Work required: Arrange the lines of the items as a numbered list, beginning with the very first line and continuing through the line containing "[1054,286,1094,321]", both included. Omit blank lines and leave every line after that one out.

Task input:
------------------------------------------------------------

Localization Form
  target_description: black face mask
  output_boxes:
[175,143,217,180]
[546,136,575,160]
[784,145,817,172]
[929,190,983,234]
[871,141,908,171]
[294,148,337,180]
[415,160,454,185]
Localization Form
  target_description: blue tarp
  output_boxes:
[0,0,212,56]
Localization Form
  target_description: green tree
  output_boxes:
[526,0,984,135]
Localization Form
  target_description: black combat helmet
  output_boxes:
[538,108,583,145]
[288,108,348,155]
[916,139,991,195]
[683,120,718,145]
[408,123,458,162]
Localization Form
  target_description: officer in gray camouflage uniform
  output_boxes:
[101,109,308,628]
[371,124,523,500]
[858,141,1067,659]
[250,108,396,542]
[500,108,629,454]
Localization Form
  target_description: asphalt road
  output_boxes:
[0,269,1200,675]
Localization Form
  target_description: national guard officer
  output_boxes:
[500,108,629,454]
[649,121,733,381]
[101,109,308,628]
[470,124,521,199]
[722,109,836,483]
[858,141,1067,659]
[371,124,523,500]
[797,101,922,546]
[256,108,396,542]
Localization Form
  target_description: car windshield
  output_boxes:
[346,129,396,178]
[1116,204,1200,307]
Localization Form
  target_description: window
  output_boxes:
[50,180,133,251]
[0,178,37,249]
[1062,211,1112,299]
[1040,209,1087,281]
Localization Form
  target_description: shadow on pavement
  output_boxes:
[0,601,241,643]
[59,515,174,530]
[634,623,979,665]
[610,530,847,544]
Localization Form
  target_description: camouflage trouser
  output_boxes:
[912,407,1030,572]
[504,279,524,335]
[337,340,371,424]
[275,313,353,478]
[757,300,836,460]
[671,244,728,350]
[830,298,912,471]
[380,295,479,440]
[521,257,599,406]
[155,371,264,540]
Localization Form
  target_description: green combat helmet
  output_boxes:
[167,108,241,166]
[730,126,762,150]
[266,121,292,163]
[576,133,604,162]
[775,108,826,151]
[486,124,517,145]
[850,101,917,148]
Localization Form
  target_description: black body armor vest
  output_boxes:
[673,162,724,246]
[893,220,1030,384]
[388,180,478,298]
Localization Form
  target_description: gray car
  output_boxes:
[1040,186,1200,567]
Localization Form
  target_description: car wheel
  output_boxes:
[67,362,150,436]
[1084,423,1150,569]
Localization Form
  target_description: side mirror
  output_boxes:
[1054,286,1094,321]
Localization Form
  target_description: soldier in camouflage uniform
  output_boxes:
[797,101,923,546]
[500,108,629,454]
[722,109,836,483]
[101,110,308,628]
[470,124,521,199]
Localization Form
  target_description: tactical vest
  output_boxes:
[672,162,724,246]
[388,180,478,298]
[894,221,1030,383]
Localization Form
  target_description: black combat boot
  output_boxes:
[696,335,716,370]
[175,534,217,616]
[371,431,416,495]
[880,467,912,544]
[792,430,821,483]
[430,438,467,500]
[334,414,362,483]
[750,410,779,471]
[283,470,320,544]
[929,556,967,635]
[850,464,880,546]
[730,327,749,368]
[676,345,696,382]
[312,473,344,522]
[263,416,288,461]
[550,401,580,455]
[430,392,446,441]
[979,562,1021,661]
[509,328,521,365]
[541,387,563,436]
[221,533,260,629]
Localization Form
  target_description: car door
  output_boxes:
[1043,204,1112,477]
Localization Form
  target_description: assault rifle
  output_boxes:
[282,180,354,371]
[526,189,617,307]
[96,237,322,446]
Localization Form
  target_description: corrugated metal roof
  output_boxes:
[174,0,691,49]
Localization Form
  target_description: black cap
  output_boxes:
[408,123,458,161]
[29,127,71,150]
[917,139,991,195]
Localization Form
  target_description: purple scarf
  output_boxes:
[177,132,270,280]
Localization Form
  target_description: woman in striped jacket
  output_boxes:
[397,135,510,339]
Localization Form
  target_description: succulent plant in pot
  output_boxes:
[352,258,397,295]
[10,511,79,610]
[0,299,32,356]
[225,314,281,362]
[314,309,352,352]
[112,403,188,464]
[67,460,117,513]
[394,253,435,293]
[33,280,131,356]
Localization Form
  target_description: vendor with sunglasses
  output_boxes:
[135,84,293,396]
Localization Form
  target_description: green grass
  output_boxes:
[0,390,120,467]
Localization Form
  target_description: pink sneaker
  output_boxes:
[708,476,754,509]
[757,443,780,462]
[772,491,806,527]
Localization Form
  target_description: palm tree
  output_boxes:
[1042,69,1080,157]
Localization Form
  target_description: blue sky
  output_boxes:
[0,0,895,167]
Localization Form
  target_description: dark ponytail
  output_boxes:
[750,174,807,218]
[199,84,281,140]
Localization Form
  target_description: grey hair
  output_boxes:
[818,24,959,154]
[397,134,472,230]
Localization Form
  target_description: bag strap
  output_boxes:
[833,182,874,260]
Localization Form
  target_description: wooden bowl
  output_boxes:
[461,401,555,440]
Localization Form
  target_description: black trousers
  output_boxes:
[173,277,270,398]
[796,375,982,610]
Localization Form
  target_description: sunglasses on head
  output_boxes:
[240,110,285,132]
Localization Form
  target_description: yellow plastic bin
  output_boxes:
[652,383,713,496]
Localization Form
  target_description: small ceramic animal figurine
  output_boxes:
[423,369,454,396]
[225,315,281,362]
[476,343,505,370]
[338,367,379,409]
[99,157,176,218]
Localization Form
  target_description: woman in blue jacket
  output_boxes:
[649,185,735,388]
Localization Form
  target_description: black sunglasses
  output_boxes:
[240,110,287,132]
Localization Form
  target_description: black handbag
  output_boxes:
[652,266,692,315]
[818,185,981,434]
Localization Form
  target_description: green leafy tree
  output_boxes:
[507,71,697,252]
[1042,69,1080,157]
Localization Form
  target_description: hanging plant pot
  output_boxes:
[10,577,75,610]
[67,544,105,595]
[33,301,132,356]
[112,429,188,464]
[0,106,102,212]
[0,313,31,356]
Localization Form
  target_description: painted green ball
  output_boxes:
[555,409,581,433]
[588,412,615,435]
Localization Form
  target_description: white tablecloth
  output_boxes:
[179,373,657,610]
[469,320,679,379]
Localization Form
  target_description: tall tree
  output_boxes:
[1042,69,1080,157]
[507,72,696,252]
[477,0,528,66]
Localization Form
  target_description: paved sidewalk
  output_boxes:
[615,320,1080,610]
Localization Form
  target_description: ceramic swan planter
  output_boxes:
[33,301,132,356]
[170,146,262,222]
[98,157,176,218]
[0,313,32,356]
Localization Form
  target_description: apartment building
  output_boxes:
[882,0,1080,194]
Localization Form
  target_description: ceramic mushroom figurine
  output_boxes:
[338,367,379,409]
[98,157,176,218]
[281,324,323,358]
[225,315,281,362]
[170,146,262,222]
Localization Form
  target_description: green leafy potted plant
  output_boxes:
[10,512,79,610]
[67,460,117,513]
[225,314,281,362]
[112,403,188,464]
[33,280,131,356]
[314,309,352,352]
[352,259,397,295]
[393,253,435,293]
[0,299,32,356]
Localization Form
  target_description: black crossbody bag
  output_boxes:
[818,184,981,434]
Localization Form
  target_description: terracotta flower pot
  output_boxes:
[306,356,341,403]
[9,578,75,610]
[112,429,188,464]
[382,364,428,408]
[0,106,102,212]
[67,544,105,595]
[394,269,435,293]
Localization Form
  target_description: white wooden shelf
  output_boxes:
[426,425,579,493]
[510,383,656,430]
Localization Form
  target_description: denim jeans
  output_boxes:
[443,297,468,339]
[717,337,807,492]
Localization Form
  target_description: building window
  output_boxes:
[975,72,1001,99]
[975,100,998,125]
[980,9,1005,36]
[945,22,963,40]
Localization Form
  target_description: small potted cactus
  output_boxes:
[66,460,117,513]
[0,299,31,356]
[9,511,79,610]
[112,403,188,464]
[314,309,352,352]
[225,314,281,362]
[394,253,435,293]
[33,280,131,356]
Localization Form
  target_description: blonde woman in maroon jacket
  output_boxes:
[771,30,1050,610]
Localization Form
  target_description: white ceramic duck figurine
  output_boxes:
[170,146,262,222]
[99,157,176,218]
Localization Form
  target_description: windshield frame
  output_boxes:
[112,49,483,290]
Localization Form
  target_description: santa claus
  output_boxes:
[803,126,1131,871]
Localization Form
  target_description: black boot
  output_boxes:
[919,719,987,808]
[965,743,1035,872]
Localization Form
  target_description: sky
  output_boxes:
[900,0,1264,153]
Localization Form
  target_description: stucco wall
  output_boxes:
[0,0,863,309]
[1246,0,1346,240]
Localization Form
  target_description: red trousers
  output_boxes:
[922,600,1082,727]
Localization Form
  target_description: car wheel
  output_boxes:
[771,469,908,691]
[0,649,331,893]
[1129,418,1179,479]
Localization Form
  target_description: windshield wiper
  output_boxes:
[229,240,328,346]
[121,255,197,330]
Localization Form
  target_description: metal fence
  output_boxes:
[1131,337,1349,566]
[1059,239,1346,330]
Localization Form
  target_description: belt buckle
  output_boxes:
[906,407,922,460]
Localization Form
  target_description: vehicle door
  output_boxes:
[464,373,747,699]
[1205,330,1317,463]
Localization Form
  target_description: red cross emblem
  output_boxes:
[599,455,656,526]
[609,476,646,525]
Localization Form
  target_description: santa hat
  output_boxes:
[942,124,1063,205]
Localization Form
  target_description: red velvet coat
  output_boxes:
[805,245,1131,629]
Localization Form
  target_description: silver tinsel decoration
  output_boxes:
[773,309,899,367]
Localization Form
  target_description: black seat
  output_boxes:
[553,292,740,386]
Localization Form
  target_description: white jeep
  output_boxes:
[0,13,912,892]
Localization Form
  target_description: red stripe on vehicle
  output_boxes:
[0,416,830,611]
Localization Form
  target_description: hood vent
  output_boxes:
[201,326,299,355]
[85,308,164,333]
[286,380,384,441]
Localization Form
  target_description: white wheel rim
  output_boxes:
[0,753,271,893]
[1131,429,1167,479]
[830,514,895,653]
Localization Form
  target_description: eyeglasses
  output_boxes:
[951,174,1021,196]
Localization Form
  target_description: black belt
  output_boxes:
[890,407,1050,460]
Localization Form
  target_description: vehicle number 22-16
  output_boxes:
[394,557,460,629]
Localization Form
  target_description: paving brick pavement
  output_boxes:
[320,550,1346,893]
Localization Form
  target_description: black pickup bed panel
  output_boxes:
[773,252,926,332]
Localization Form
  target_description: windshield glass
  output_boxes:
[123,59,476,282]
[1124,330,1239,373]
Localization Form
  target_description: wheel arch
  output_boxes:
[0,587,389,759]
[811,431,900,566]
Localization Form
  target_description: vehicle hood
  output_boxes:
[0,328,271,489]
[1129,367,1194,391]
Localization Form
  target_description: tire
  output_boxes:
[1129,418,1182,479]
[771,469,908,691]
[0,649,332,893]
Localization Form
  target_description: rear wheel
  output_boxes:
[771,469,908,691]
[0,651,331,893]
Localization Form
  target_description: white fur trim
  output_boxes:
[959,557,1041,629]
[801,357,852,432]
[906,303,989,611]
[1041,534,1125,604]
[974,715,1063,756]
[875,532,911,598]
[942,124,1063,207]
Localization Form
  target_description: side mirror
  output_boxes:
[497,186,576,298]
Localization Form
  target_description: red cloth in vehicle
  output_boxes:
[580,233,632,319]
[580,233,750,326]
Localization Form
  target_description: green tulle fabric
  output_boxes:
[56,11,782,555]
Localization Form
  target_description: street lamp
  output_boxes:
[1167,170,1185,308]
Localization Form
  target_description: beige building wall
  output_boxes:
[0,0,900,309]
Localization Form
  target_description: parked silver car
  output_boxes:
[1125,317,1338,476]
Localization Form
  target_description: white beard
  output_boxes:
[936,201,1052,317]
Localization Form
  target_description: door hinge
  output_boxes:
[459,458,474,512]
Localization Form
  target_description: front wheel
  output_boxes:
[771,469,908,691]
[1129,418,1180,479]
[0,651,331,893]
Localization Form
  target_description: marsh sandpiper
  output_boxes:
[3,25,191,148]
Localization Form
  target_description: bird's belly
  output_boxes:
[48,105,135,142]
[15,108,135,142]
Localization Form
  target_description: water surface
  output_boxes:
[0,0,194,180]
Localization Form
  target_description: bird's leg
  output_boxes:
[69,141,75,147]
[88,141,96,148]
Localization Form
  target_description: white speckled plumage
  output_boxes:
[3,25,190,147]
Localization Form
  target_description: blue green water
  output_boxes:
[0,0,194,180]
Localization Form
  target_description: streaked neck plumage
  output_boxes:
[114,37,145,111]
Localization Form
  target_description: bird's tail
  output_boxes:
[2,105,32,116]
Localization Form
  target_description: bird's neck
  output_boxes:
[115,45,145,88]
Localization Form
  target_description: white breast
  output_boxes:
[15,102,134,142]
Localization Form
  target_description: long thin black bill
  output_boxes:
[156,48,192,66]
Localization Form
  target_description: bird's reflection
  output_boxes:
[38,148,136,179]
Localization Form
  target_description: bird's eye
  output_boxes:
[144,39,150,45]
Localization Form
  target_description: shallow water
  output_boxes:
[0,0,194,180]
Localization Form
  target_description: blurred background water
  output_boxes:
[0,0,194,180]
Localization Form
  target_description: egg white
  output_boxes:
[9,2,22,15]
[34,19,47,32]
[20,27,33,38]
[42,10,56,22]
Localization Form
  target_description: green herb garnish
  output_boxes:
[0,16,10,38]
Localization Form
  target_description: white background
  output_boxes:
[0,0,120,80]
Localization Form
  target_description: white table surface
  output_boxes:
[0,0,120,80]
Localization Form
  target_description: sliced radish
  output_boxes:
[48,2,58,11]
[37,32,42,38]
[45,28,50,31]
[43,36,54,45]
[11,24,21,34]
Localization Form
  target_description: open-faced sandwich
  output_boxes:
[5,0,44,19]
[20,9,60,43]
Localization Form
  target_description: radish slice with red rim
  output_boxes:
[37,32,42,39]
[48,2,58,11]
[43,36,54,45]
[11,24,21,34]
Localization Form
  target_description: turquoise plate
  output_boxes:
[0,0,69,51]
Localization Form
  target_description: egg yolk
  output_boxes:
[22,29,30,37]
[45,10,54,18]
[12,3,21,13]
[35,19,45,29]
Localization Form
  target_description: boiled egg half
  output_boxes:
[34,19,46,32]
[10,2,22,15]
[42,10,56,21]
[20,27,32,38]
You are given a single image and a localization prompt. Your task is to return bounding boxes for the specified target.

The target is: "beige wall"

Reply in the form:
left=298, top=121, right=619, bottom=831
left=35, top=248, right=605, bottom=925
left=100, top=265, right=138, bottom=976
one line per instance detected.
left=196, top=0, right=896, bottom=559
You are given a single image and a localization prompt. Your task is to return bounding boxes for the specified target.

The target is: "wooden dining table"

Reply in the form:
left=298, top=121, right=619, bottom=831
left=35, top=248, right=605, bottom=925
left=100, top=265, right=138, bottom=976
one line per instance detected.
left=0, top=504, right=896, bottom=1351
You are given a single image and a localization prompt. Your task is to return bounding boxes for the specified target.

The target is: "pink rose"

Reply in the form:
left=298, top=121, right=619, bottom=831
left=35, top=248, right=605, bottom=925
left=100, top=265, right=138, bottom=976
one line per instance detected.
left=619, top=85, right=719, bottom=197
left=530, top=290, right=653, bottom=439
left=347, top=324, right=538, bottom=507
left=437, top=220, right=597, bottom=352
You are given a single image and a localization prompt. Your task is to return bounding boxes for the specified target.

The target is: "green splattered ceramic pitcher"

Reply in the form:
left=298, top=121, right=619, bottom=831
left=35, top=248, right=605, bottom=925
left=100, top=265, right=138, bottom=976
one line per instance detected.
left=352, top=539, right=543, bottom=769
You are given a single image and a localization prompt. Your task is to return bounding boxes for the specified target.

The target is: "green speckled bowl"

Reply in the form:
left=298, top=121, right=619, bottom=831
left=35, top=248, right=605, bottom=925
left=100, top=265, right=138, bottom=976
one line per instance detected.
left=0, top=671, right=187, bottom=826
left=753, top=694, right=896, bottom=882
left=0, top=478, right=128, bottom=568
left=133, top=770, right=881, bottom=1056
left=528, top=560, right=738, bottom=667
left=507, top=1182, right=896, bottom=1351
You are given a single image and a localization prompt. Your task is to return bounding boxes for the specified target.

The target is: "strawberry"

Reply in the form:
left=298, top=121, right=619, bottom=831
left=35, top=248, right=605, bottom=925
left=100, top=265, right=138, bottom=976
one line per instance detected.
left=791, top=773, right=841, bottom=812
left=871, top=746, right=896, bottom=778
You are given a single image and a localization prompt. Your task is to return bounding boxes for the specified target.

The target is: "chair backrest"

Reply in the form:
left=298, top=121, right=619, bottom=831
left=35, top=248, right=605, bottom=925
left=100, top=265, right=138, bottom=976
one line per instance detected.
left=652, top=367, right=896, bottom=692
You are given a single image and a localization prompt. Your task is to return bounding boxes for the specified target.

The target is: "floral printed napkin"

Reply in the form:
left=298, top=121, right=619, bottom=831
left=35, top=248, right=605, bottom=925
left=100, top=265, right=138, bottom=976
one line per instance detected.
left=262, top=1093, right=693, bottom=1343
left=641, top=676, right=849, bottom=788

------------------------------------------------------------

Exercise output:
1. Localization Form
2.   target_description: black face mask
3.   output_boxes:
4. [175,143,217,180]
5. [546,136,575,160]
6. [784,145,817,172]
7. [929,190,983,234]
8. [871,141,908,171]
9. [294,148,337,180]
10. [415,160,454,185]
11. Localization Form
12.   target_description: blue tarp
13.   output_boxes:
14. [0,0,212,56]
15. Localization Form
16.   target_description: green tree
17.   output_boxes:
18. [526,0,984,135]
19. Localization Form
20.   target_description: black combat helmet
21.   output_boxes:
22. [538,108,583,145]
23. [288,108,348,155]
24. [916,139,991,195]
25. [683,120,718,145]
26. [408,123,458,162]
27. Localization Form
28.   target_description: officer in gray camouflage uniform
29.   output_boxes:
30. [101,109,308,628]
31. [371,124,523,500]
32. [858,141,1067,659]
33. [250,108,396,542]
34. [500,108,629,454]
35. Localization Form
36.   target_description: asphalt road
37.   output_boxes:
38. [0,269,1200,675]
39. Localization Form
40.   target_description: national guard officer
41.   output_boxes:
42. [500,108,629,454]
43. [649,121,733,381]
44. [101,109,308,628]
45. [470,124,521,199]
46. [722,109,836,483]
47. [858,141,1067,659]
48. [371,124,523,500]
49. [797,101,922,546]
50. [256,108,396,542]
51. Localization Form
52.   target_description: car windshield
53.   output_boxes:
54. [346,129,396,178]
55. [1116,204,1200,307]
56. Localization Form
57.   target_description: window
58.   output_boxes:
59. [50,180,133,251]
60. [0,178,37,249]
61. [1062,211,1112,299]
62. [1040,209,1087,281]
63. Localization Form
64.   target_description: shadow on pavement
65.   output_boxes:
66. [0,601,241,643]
67. [59,515,174,530]
68. [634,623,979,665]
69. [610,530,847,544]
70. Localization Form
71.   target_description: camouflage trouser
72.   output_boxes:
73. [912,407,1030,572]
74. [504,279,524,335]
75. [337,340,371,424]
76. [275,313,353,478]
77. [757,300,836,460]
78. [671,244,728,350]
79. [830,298,912,471]
80. [380,295,479,440]
81. [521,257,599,406]
82. [155,371,264,540]
83. Localization Form
84.   target_description: green combat helmet
85.   output_boxes:
86. [167,108,241,166]
87. [730,126,762,150]
88. [266,121,292,163]
89. [576,133,604,162]
90. [775,108,826,151]
91. [486,124,517,145]
92. [850,101,917,148]
93. Localization Form
94.   target_description: black body armor vest
95.   output_boxes:
96. [673,162,724,246]
97. [893,220,1030,384]
98. [388,180,478,298]
99. Localization Form
100.   target_description: gray car
101.   output_boxes:
102. [1040,186,1200,567]
103. Localization Form
104.   target_description: car wheel
105.   output_boxes:
106. [67,362,150,436]
107. [1084,423,1150,569]
108. Localization Form
109.   target_description: side mirror
110.   output_boxes:
111. [1054,286,1094,321]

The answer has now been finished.